— START OF Excerpt to read —

It also looks at reducing barriers for microgeneration of renewable energy sources, plus creating a community program for vehicles to avoid idling. It recommends working with public sector partners on encouraging on-site rain water collection for irrigation and other uses.

The plan also outlines ways of decreasing the amount of household waste, which is estimated at 183 kg per capita a year. Red Deer would like to reduce that amount by 10 per cent by 2015, 20 per cent by 2020 and 40 per cent by 2035. One way to do that is to decrease the weekly limit of five garbage bags for residential households.

Councillor Chris Stephan hopes the city will seriously address the need to reduce garbage bag limits.

“We’ve heard a lot from the public and myself personally that we need to have better opportunities to recycle,” added Stephan.

Development Services manager Paul Goranson said meeting targets would depend on finances, staff resources and community involvement.

“The priorities could change over time,” said Goranson.

Lauren Maris, project lead, said many residents, community groups and businesses contributed to this important plan. The City of Red Deer will continue to partner with them on ongoing basis.

“There is strength in listening to our community,” said Councillor Cindy Jefferies.

Among those that contributed included the city’s Environmental Advisory Committee, which will continue to be involved in the plan’s implementation.

The living document will change and adapt to new environmental practices as they are discovered.

Consultants estimated six to eight environmental master plans exist across the country, and another 10 to 12 are underway.

“Hopefully we can be leaders in Central Alberta, the province and across Canada,” said Councillor Lynne Mulder.

— END OF Excerpt to read —
— START OF Supplied information —

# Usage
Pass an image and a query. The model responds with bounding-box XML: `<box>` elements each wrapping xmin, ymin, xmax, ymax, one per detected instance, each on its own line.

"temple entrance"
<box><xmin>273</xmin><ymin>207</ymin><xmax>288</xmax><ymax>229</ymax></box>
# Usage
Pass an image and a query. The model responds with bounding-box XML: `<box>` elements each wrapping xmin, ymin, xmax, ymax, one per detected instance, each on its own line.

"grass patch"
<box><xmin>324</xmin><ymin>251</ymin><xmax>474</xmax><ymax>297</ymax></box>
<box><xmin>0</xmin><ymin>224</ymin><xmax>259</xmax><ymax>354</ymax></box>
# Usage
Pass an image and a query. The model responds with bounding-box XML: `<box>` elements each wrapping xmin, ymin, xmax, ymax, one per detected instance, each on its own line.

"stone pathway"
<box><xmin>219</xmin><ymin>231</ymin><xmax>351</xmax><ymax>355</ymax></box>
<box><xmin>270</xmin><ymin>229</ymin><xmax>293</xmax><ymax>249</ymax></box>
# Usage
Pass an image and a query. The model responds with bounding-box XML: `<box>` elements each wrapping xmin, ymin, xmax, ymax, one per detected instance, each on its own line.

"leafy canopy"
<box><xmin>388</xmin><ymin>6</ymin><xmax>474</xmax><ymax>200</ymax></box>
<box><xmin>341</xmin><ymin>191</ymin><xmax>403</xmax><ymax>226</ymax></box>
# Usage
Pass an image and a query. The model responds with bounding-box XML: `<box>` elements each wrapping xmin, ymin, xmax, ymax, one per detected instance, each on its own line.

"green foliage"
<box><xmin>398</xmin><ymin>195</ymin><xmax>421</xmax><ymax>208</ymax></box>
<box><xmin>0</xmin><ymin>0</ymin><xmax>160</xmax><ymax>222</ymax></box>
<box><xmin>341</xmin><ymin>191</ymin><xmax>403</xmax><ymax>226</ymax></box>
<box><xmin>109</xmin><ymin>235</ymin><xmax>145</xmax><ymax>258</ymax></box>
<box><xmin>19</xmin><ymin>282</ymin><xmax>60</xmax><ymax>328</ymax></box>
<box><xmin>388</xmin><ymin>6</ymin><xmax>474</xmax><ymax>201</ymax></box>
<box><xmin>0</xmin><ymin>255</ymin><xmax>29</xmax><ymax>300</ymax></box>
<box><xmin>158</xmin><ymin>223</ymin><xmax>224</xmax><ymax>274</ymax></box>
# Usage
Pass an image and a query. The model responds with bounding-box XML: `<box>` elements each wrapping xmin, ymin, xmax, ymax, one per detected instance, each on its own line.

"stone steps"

— END OF Supplied information —

Aim | From the Red Deer environmental plan text, copy the passage from "Development Services manager" to "on ongoing basis.", switching "staff resources" to "staffing levels".

Solution for this exercise |
Development Services manager Paul Goranson said meeting targets would depend on finances, staffing levels and community involvement.

“The priorities could change over time,” said Goranson.

Lauren Maris, project lead, said many residents, community groups and businesses contributed to this important plan. The City of Red Deer will continue to partner with them on ongoing basis.